> **WHAT YOU SHOULD DO**: One number alone answers this: the count of lines below in which the word "face" is found.
● ● ● ●
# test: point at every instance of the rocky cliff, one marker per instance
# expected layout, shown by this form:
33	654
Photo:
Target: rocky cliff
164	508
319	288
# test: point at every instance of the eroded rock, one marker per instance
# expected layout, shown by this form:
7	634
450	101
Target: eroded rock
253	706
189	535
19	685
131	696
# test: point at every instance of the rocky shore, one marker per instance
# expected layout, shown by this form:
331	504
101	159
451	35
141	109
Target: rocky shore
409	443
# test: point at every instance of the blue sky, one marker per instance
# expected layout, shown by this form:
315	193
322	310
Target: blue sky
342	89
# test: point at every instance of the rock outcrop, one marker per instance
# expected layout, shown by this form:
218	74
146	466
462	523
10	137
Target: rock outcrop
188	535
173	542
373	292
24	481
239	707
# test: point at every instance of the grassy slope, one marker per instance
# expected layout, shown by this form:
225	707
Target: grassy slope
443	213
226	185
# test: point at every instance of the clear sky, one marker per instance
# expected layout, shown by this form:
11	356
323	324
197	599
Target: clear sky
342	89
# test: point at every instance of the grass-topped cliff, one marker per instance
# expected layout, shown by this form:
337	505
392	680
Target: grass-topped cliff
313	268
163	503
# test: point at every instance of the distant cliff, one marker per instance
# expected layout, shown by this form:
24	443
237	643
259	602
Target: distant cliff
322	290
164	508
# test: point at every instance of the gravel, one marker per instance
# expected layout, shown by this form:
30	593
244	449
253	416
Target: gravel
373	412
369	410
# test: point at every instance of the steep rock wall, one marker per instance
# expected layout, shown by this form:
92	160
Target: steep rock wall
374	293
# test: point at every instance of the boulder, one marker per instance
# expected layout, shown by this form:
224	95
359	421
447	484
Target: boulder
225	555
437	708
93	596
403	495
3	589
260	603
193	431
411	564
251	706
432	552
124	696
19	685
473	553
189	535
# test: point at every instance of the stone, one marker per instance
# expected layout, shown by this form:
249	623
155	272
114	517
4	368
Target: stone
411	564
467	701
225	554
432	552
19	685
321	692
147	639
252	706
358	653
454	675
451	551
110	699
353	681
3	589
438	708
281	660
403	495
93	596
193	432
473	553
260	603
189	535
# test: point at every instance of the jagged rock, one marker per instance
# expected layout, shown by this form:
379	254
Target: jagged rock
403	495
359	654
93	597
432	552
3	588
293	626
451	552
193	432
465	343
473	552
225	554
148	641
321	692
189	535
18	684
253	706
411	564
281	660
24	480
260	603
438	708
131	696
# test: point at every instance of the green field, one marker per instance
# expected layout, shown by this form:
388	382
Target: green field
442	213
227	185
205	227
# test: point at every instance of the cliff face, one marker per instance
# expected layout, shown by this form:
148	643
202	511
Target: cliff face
● ● ● ●
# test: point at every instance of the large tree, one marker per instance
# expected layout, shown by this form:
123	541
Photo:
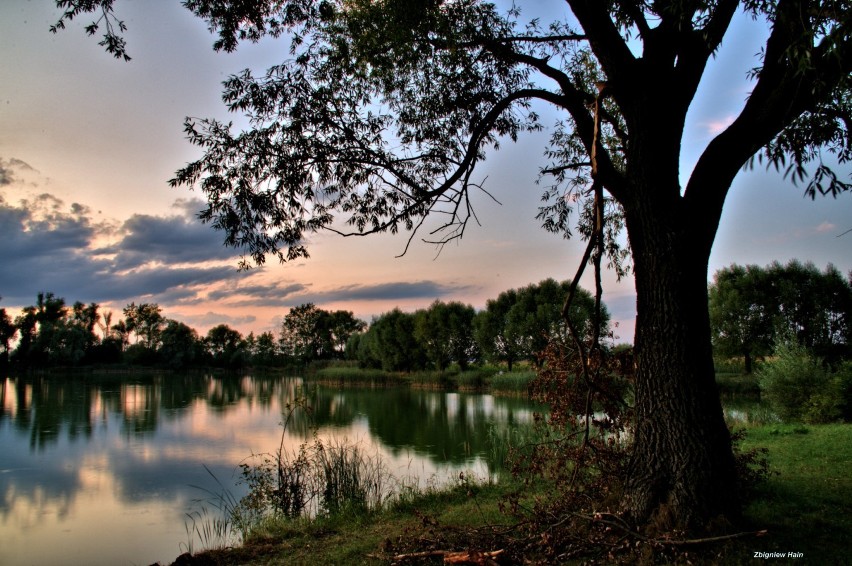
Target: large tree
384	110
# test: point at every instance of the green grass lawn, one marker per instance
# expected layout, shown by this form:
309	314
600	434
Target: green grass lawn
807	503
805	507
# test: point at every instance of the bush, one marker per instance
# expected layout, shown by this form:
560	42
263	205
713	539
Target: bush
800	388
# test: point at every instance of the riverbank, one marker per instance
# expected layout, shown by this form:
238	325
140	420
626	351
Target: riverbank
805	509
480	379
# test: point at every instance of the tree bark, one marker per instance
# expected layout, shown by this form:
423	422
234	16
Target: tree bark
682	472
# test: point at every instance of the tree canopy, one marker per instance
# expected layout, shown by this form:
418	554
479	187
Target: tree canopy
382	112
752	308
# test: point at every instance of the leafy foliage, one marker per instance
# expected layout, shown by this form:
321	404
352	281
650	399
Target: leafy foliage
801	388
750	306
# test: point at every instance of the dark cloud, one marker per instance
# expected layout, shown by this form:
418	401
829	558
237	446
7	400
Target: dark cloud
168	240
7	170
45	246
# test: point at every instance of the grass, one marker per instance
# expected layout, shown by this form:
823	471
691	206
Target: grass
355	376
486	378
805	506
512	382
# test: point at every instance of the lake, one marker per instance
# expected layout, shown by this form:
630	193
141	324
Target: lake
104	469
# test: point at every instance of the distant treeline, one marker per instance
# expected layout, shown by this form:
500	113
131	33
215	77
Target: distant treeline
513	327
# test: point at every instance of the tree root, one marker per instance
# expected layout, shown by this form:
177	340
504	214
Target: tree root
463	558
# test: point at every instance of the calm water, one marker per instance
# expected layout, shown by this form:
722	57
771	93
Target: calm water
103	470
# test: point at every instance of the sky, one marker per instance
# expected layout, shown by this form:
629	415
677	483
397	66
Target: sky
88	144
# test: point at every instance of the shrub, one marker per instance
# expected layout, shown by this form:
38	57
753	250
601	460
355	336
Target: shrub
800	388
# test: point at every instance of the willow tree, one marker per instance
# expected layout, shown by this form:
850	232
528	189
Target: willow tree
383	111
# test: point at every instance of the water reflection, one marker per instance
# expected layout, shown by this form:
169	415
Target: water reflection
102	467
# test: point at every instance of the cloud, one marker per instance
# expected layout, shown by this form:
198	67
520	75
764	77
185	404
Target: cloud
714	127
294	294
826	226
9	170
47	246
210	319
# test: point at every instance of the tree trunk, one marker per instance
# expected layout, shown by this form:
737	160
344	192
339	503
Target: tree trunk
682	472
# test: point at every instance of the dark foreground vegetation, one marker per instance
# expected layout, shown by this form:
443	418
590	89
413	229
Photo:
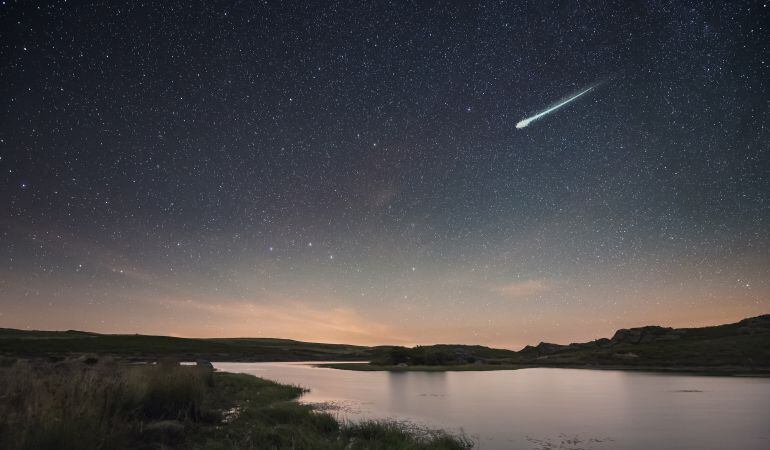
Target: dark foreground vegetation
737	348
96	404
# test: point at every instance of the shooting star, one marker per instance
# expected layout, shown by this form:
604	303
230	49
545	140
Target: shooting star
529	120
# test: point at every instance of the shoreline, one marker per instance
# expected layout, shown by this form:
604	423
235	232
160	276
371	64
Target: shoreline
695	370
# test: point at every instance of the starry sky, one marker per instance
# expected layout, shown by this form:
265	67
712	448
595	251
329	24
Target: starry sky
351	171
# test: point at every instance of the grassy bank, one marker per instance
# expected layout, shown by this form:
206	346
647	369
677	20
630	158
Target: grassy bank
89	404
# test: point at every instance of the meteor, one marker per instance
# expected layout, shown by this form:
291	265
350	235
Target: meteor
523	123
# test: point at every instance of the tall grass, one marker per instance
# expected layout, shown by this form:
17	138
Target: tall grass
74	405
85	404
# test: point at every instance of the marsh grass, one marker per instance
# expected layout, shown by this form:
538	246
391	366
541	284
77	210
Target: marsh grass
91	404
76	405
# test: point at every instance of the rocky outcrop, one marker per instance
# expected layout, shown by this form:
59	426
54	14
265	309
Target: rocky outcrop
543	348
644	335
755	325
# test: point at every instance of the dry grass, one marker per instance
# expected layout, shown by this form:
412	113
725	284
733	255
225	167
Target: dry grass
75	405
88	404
● ● ● ●
> **ANSWER AREA**: 2